[Stored records]
:::
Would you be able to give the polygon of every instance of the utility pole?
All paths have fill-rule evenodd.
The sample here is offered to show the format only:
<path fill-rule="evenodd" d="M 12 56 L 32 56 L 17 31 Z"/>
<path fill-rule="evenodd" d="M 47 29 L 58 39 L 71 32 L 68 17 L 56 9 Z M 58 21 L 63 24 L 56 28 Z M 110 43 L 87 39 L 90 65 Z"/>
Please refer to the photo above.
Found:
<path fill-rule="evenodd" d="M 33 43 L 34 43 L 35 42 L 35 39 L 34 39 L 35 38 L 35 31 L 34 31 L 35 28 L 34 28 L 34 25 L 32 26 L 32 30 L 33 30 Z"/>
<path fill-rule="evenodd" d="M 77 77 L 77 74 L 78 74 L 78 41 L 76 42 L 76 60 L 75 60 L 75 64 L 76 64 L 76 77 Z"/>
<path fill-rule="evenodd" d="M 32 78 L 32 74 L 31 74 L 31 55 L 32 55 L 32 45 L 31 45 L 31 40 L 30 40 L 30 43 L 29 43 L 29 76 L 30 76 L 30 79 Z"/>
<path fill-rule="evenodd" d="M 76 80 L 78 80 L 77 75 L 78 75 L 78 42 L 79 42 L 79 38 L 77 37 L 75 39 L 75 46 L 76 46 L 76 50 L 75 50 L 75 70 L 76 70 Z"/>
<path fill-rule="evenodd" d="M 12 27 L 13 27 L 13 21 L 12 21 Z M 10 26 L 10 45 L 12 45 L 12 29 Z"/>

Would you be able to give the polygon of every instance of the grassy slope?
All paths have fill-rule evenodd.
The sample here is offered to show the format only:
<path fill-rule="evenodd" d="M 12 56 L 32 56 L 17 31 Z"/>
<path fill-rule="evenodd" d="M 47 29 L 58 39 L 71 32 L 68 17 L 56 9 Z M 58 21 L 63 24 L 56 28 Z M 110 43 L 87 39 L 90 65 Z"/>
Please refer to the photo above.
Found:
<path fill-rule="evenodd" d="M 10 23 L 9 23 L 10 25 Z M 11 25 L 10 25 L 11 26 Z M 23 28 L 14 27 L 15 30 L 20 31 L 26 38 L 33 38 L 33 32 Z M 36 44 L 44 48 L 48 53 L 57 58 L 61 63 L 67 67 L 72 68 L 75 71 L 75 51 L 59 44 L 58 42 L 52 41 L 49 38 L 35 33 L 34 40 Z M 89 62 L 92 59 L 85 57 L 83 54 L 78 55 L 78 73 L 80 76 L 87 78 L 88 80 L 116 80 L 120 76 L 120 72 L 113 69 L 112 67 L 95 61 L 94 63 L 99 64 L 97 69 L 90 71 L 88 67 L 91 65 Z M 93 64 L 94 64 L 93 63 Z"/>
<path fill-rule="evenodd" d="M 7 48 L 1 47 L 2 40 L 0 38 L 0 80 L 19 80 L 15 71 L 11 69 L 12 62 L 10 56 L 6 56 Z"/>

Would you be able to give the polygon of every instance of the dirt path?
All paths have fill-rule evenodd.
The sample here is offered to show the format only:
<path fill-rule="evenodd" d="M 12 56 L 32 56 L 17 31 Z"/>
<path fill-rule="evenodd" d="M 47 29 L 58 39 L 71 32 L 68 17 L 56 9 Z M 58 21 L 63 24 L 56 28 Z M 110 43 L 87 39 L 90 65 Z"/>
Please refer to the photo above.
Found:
:::
Set problem
Can you reproduce, word for word, the stretch of the rows above from the line containing "the dirt path?" through the end of the rows, including both ends?

Reply
Would you be able to give the polygon of every instance of the dirt path?
All paths have fill-rule evenodd.
The sample here is offered to show the format only:
<path fill-rule="evenodd" d="M 12 56 L 32 56 L 17 31 Z"/>
<path fill-rule="evenodd" d="M 47 29 L 58 39 L 71 32 L 68 17 L 56 9 Z M 58 21 L 63 24 L 56 28 Z M 110 43 L 87 39 L 90 65 Z"/>
Please refer to the photo above.
Found:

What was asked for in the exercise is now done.